§ REQUIRED TASK:
Copy the entries word for word, from the line containing "Can you find the mowed" through the line containing "pixel 323 265", and include both of those lines.

§ DATASET EXCERPTS:
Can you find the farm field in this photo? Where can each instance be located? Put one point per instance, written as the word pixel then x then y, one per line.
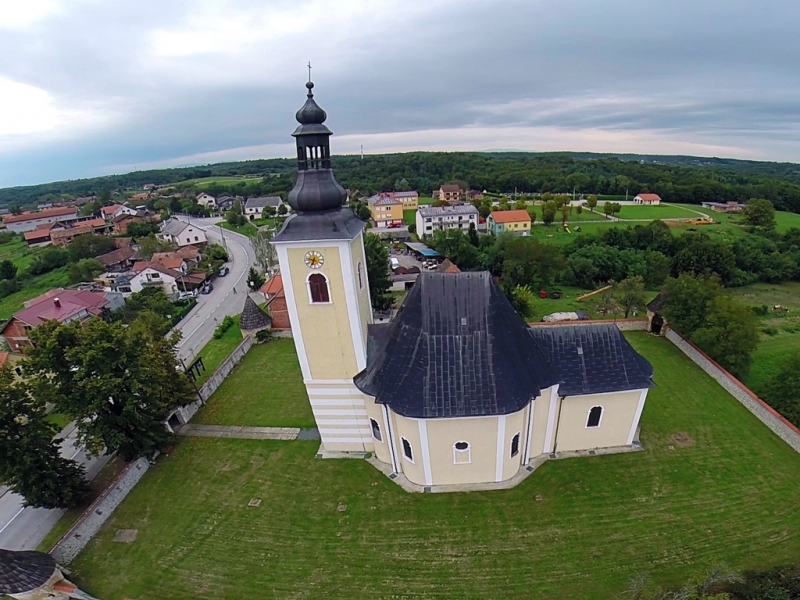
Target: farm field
pixel 340 529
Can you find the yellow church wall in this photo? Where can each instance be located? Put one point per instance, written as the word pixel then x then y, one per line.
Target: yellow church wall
pixel 325 328
pixel 479 432
pixel 541 407
pixel 409 429
pixel 619 411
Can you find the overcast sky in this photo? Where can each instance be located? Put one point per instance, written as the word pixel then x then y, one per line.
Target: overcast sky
pixel 91 87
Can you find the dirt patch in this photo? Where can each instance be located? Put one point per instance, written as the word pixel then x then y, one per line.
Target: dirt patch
pixel 682 440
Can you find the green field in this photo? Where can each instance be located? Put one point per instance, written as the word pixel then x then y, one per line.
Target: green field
pixel 729 496
pixel 265 390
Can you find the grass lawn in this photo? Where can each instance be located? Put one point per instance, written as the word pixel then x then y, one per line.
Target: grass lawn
pixel 732 498
pixel 265 390
pixel 217 350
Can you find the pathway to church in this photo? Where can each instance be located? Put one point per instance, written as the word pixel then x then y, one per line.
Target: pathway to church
pixel 250 433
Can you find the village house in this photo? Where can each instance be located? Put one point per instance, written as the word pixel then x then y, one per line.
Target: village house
pixel 385 210
pixel 61 305
pixel 432 218
pixel 28 221
pixel 181 233
pixel 652 199
pixel 517 222
pixel 254 207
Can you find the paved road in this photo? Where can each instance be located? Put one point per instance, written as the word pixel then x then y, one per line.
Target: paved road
pixel 198 327
pixel 24 528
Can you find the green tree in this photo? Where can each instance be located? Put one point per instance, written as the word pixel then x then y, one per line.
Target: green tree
pixel 630 294
pixel 729 334
pixel 782 391
pixel 759 212
pixel 255 279
pixel 118 382
pixel 377 255
pixel 85 269
pixel 8 270
pixel 30 459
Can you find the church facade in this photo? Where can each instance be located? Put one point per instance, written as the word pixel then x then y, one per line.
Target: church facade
pixel 457 389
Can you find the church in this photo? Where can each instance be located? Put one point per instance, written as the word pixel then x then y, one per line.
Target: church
pixel 457 388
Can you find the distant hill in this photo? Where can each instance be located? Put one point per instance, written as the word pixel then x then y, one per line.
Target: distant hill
pixel 688 179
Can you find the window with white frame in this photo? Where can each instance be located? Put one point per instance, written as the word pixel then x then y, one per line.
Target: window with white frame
pixel 461 453
pixel 407 452
pixel 376 430
pixel 515 445
pixel 595 416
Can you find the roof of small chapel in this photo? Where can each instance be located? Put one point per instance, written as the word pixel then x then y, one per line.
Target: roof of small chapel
pixel 253 318
pixel 457 348
pixel 22 572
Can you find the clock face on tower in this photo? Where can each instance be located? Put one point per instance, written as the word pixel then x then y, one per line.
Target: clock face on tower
pixel 314 259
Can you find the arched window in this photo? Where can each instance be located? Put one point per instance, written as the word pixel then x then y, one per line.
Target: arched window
pixel 318 288
pixel 376 430
pixel 461 453
pixel 515 445
pixel 595 416
pixel 407 450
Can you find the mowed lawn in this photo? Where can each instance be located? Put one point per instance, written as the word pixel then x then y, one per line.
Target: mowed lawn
pixel 730 496
pixel 265 390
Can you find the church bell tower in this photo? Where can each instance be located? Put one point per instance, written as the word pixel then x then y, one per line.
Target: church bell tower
pixel 323 265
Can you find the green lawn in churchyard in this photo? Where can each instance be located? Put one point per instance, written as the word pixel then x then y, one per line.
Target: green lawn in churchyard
pixel 265 390
pixel 726 492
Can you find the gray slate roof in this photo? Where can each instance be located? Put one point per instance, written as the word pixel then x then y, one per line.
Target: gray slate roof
pixel 457 348
pixel 24 571
pixel 273 201
pixel 253 318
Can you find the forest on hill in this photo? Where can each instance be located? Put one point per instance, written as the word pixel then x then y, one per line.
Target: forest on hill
pixel 680 179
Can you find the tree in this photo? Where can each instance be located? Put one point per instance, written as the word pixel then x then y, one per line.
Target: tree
pixel 117 382
pixel 90 246
pixel 8 270
pixel 782 392
pixel 30 459
pixel 630 294
pixel 84 270
pixel 759 212
pixel 377 255
pixel 472 234
pixel 254 279
pixel 729 334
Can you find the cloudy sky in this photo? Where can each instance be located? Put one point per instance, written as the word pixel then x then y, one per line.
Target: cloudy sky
pixel 90 87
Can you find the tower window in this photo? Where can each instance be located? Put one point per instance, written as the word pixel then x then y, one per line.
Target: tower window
pixel 376 430
pixel 595 416
pixel 515 445
pixel 318 289
pixel 407 452
pixel 461 453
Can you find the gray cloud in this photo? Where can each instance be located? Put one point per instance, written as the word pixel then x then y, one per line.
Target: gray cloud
pixel 158 82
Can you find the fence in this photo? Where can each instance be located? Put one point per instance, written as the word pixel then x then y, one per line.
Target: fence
pixel 763 411
pixel 98 513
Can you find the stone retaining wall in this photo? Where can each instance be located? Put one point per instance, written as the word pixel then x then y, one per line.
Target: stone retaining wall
pixel 763 411
pixel 68 547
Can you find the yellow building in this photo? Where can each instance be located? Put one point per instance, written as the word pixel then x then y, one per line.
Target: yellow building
pixel 457 389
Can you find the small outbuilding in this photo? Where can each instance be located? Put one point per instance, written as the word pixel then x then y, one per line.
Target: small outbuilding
pixel 253 319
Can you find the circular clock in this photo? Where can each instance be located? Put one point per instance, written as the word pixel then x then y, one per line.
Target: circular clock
pixel 314 259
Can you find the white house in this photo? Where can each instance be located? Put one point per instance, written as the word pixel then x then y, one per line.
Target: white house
pixel 155 275
pixel 431 218
pixel 254 207
pixel 182 233
pixel 206 200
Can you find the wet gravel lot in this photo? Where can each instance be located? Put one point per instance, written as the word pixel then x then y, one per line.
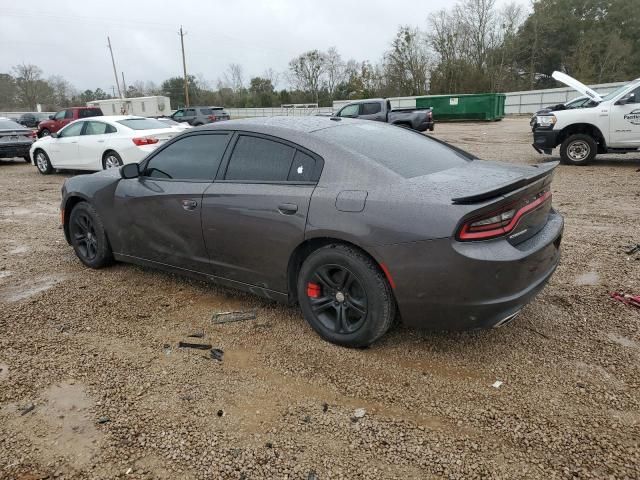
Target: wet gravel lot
pixel 92 384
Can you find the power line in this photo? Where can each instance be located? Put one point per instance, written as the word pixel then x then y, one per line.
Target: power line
pixel 184 66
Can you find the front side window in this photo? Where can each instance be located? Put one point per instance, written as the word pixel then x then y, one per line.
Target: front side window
pixel 98 128
pixel 196 157
pixel 349 111
pixel 370 108
pixel 257 159
pixel 72 130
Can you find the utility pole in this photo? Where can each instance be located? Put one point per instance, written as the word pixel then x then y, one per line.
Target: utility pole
pixel 115 72
pixel 184 66
pixel 124 87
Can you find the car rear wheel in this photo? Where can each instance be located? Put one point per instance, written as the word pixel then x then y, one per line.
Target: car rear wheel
pixel 578 149
pixel 344 296
pixel 88 236
pixel 111 160
pixel 43 164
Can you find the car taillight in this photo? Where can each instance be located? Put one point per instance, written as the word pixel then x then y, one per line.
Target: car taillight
pixel 144 141
pixel 497 224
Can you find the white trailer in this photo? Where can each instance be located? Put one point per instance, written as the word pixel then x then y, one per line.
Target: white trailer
pixel 155 106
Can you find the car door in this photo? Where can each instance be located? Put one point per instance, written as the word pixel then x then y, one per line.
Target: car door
pixel 255 214
pixel 91 144
pixel 350 111
pixel 624 118
pixel 63 150
pixel 160 211
pixel 371 111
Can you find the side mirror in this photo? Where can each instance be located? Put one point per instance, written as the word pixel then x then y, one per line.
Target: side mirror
pixel 130 170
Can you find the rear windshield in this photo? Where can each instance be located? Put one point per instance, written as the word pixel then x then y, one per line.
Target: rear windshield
pixel 10 125
pixel 402 151
pixel 142 123
pixel 89 112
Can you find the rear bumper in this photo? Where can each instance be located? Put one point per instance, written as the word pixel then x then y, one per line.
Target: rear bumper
pixel 545 140
pixel 448 285
pixel 14 150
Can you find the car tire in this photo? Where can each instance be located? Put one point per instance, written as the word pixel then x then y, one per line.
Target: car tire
pixel 43 164
pixel 578 149
pixel 88 236
pixel 352 315
pixel 111 159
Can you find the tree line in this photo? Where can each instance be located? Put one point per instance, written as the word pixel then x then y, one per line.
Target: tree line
pixel 474 46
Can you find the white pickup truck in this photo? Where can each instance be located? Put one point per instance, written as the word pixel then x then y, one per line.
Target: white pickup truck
pixel 611 125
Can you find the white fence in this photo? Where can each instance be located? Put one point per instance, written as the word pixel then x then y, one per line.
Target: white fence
pixel 533 100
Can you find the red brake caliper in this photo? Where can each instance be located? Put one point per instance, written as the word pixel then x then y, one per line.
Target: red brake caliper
pixel 313 290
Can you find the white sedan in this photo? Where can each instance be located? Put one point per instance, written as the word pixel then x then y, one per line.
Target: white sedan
pixel 98 143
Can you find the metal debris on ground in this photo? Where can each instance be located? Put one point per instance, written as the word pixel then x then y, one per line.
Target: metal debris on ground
pixel 197 346
pixel 217 353
pixel 359 413
pixel 631 249
pixel 228 317
pixel 631 300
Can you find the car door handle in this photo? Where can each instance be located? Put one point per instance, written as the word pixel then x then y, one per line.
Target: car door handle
pixel 287 208
pixel 189 204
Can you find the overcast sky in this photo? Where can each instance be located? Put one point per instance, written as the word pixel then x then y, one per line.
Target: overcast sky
pixel 69 38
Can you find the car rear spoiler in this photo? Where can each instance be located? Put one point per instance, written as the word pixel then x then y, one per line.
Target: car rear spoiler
pixel 544 170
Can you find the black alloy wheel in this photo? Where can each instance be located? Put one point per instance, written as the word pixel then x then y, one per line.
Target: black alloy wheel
pixel 337 299
pixel 344 296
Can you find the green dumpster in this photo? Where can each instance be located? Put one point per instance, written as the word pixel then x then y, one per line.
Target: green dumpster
pixel 485 106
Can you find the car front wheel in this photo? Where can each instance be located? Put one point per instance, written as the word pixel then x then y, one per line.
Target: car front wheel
pixel 578 149
pixel 43 164
pixel 344 296
pixel 88 236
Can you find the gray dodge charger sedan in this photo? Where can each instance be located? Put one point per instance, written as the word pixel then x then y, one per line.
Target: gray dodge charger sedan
pixel 354 220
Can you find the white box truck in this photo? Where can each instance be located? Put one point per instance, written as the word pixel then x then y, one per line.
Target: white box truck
pixel 154 106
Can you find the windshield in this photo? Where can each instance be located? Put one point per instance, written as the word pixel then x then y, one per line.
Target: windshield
pixel 10 125
pixel 142 123
pixel 616 92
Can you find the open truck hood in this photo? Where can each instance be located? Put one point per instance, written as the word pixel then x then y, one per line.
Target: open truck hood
pixel 576 85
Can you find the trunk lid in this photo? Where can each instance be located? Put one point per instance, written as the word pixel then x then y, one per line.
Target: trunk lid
pixel 576 85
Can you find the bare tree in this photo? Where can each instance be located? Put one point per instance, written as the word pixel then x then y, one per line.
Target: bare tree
pixel 406 64
pixel 335 70
pixel 31 89
pixel 307 71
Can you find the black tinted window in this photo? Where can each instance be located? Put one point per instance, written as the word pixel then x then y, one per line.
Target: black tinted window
pixel 370 108
pixel 191 158
pixel 302 168
pixel 258 159
pixel 402 151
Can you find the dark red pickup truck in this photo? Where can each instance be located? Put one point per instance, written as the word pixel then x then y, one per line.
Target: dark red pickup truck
pixel 68 115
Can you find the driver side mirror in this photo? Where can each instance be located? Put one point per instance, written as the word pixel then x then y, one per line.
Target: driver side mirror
pixel 130 170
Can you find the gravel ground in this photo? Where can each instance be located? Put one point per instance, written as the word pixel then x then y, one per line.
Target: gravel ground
pixel 92 384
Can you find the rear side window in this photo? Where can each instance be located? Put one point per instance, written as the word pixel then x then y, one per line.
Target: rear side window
pixel 407 153
pixel 370 108
pixel 196 157
pixel 257 159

§ TASK ANSWER:
Can you find the mowed lawn in this photo? Where can each instance be located? Put one point per instance, written as the word pixel then x then y, one per line.
Target: mowed lawn
pixel 730 496
pixel 265 390
Can you find the church bell tower in this photo? Where can each instance be located? Put one point per instance, written as the word pixel then x then y, one per line.
Target: church bell tower
pixel 323 265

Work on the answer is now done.